### Goal A:
Decide whether each statement agrees with the comment thread below, answering yes or no and quoting the words of the thread that settle it. (i) One commenter sent transcripts of banned comments to a reporter. (ii) A commenter who emailed customer service received a reply. (iii) One commenter says they posted as kalaheo.

My comments were in response to ludicrous comments by rightwingers, mostly on threads dealing with civil unions. Had the charge against me been plagiarism, I would have pled guilty. My remarks were no more “off-topic than the silly rightwing Christian comments to which I was responding, yet the Christian comments were allowed to remain.
It was an annoying reminder that there are “gatekeepers” deciding what speech is allowed and which is to be suppressed. The S-A is often arbitrary in whose comments they ban and which they allow to remain. I get a sense that no one wants the job, so whoever takes it on is granted total freedom to act according to their personal pet peeves and mood of the moment.
I eventually sent transcripts of my banned comments to a reporter I know. He intervened for me and I was allowed to re-enter the digital world of active citizenship.
When the only daily “newspaper” has a “natural monopoly” over civil discourse, does that natural monopoly create obligations upon them to allow “free speech” within well-defined, posted standards?
Me too!
I emailed customer service, but got no answer.
I guess I shouldn’t feel that bad.
I only had ~300.
You sure it’s not that “like-fisher” A Yahoo User?
I think we were off topic?
I wasn’t the “click like” guy 🙂 I posted as kalaheo.
Kalaheo,
I suspect there are two sides to the story. Lots of guilty people sit before the judge and pledge…”not guilty”. In any event, the SA site and all sites (like this one) can remove anything at anytime.

### Goal B:
Update the listing from its beginning up to and including the line with "[0,0,560,224]", putting "dark" wherever "black" appears and changing nothing else. Leave the pictures out.

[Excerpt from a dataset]
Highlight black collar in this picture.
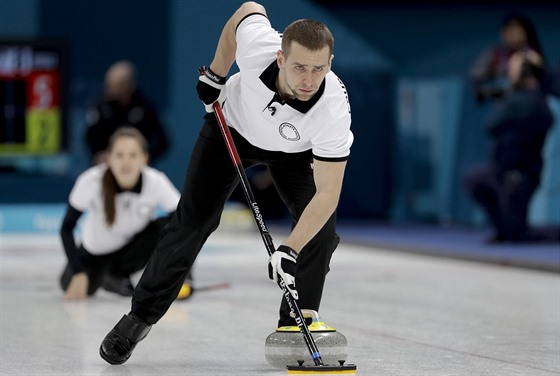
[259,60,325,114]
[116,173,142,193]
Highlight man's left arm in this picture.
[283,159,346,253]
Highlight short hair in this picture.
[282,19,334,55]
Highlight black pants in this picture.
[464,165,539,241]
[60,217,169,295]
[132,114,338,325]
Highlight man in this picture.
[100,2,353,364]
[86,60,168,164]
[465,50,558,243]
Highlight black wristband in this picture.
[277,245,298,259]
[204,67,226,85]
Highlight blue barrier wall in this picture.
[0,0,560,224]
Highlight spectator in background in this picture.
[470,14,544,102]
[465,49,558,242]
[86,61,168,164]
[60,128,191,300]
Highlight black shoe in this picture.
[99,313,151,364]
[101,273,134,296]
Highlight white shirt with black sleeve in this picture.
[69,164,180,255]
[224,13,354,161]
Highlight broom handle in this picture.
[212,102,324,366]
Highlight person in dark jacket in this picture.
[465,50,558,242]
[86,61,169,164]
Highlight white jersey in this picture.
[224,14,354,161]
[69,164,180,255]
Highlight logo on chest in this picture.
[278,123,300,141]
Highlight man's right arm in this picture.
[210,1,266,77]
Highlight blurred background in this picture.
[0,0,560,229]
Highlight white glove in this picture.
[196,67,226,113]
[268,245,298,300]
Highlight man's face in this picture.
[277,42,333,101]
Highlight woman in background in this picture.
[60,127,191,300]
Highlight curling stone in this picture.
[265,309,348,369]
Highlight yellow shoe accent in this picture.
[177,283,192,300]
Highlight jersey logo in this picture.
[278,123,300,141]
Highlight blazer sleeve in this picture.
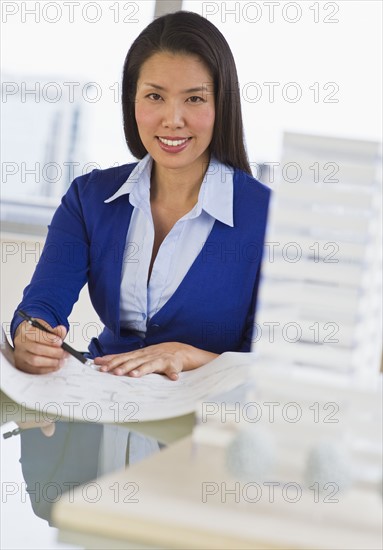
[11,174,91,339]
[236,270,260,352]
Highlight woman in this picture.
[11,12,269,380]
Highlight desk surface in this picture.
[53,437,382,550]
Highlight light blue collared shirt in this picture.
[105,155,234,337]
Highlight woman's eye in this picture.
[147,93,161,101]
[188,95,205,103]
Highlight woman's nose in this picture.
[162,102,185,128]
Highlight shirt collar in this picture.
[104,154,234,227]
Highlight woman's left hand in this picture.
[94,342,218,380]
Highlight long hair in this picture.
[122,11,251,175]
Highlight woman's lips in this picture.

### Task response A:
(i) Yes: "I eventually sent transcripts of my banned comments to a reporter I know."
(ii) No: "I emailed customer service, but got no answer."
(iii) Yes: "I posted as kalaheo."

### Task response B:
Highlight dark collar in this picture.
[259,60,325,114]
[116,173,142,193]
Highlight man's left arm in this picture.
[283,159,346,253]
Highlight short hair in this picture.
[282,19,334,55]
Highlight dark pants in this picture.
[464,165,539,241]
[60,217,169,295]
[132,114,338,325]
Highlight man in this picture.
[100,2,353,364]
[86,60,168,164]
[465,50,558,243]
Highlight dark wristband in this picture.
[277,245,298,259]
[204,67,226,85]
Highlight blue barrier wall in this picture.
[0,0,560,224]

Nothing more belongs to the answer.